§ **Fragment**
Krótko po powstaniu pierwszych czołgów, w Wielkiej Brytanii opracowano pierwsze w historii działo samobieżne – Gun Carrier Mark I. Pojazd miał być wykorzystywany do dostarczania haubic bezpośrednio na linię frontu, ale w razie potrzeby możliwe było prowadzenia ognia bezpośrednio z pojazdu.

Geneza

Pierwsze czołgi uzbrojone były w karabiny maszynowe i lekkie działa. Chociaż wystarczało to do zapewnienia bezpośredniego wsparcia nacierającej piechocie, w przypadku kontrataku żołnierze potrzebowali większej siły ognia. Niestety zwykle znajdująca się na tyłach artyleria nie dysponowała odpowiednim zasięgiem, aby skutecznie wspierać oddziały, które przełamały już linię frontu.

Gun Carrier Mark I
Gun Carrier Mark I

Na początku 1916 roku służący w brytyjskiej armii major John Greg przedstawił pomysł zaprojektowania pojazdu zdolnego do transportowania haubic na pierwszą linię frontu. Pojazd miał wykorzystywać podzespoły zaprezentowanego w tym czasie czołgu Mark I. Początkowo projekt zyskał zainteresowanie, ale komisja wojskowa odpowiedzialna za zamówienia nowego uzbrojenia dla Brytyjskiej Armii odrzuciła pomysł Grega w czerwcu 1916 roku.

Dopiero po interwencji Alberta G. Sterna, sekretarza Landship Commitee (pol. Komitet ds. okrętów lądowych), odpowiedzialnego za powstanie czołgów, minister wojny, David Lloyd George podjął decyzję o zamówieniu 50 pojazdów zaproponowanych przez Grega.

Gun Carrier Mark I
Gun Carrier Mark I

Gun Carrier Mark I

John Greg wspólnie z majorem Walterem Wilsonem, współtwórcą czołgu Mark I, rozpoczął prace nad projektem swojego gąsienicowego transportera dla dział. Prototyp takiego pojazdu zbudowano w Metropolitan Carriage, Wagon & Finance Co. i zaprezentowano oficjalnie 1 stycznia 1917 roku. W lutym rozpoczęto natomiast jego próby, a zakłady Kitson & Co. otrzymały zamówienie na 49 seryjnych egzemplarzy, zmienione później na 47 pojazdów i dwa ciągniki ewakuacyjne.

Już w kwietniu ukończono pierwszą liczącą 6 egzemplarzy partię pojazdów, oraz oba ciągniki. W swojej podstawowej konfiguracji transportera dział, pojazdy otrzymały nazwę Gun Carrier Mark I. Do pierwszego kwartału 1918 roku zbudowano wszystkie zamówione pojazdy.

§ **Lista zadań**
1) Przepisz odcinek fragmentu od „Dopiero po interwencji” do „dwa ciągniki ewakuacyjne.”, zamieniając „Prototyp” na „Pierwowzór”.
2) Proszę przeskalować tylko odcinek zestawienia od jego początku do wiersza z „<point>30,125</point>” włącznie. Przepisz te wiersze razem z poleceniami, a każdą współrzędną punktów w odpowiedziach pomnóż przez 0,55 i zaokrąglij do liczby całkowitej, połówki w górę.

§ **Dane wejściowe**
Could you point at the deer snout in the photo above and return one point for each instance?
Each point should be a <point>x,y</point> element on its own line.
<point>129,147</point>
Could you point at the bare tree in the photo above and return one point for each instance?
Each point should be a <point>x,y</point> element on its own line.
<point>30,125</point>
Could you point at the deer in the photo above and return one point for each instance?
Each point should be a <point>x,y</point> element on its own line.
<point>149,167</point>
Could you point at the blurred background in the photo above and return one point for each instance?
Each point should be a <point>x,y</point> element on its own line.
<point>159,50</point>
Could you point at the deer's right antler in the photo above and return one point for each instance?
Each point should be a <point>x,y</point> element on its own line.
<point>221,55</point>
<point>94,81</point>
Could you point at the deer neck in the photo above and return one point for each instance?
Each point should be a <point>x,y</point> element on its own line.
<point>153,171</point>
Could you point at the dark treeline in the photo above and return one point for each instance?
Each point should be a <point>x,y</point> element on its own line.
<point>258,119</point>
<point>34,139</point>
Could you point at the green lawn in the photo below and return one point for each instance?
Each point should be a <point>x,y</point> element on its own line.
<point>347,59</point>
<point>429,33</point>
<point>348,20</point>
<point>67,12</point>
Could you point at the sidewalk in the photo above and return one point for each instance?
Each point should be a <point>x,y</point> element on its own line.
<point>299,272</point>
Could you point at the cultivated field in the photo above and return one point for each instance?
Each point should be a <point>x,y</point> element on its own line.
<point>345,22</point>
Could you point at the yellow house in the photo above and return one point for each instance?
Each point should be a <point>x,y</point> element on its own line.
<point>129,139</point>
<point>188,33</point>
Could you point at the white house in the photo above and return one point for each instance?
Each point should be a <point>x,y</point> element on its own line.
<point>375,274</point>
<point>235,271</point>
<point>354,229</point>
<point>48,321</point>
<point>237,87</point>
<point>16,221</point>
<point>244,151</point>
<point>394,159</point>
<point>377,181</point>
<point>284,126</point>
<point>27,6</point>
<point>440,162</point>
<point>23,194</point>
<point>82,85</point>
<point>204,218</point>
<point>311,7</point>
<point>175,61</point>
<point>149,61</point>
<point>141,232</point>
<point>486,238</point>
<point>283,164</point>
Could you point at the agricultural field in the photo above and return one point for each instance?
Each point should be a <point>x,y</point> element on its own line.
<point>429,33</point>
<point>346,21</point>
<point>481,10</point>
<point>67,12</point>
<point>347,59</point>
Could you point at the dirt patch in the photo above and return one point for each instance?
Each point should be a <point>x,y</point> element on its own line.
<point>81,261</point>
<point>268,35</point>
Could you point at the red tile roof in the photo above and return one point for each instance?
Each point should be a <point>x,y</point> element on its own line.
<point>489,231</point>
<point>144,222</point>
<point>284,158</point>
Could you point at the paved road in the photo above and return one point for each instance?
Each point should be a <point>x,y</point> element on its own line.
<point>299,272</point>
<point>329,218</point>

§ **Odpowiedzi do ćwiczeń**
1)
Dopiero po interwencji Alberta G. Sterna, sekretarza Landship Commitee (pol. Komitet ds. okrętów lądowych), odpowiedzialnego za powstanie czołgów, minister wojny, David Lloyd George podjął decyzję o zamówieniu 50 pojazdów zaproponowanych przez Grega.

Gun Carrier Mark I
Gun Carrier Mark I

Gun Carrier Mark I

John Greg wspólnie z majorem Walterem Wilsonem, współtwórcą czołgu Mark I, rozpoczął prace nad projektem swojego gąsienicowego transportera dla dział. Pierwowzór takiego pojazdu zbudowano w Metropolitan Carriage, Wagon & Finance Co. i zaprezentowano oficjalnie 1 stycznia 1917 roku. W lutym rozpoczęto natomiast jego próby, a zakłady Kitson & Co. otrzymały zamówienie na 49 seryjnych egzemplarzy, zmienione później na 47 pojazdów i dwa ciągniki ewakuacyjne.

2)
Could you point at the deer snout in the photo above and return one point for each instance?
Each point should be a <point>x,y</point> element on its own line.
<point>71,81</point>
Could you point at the bare tree in the photo above and return one point for each instance?
Each point should be a <point>x,y</point> element on its own line.
<point>17,69</point>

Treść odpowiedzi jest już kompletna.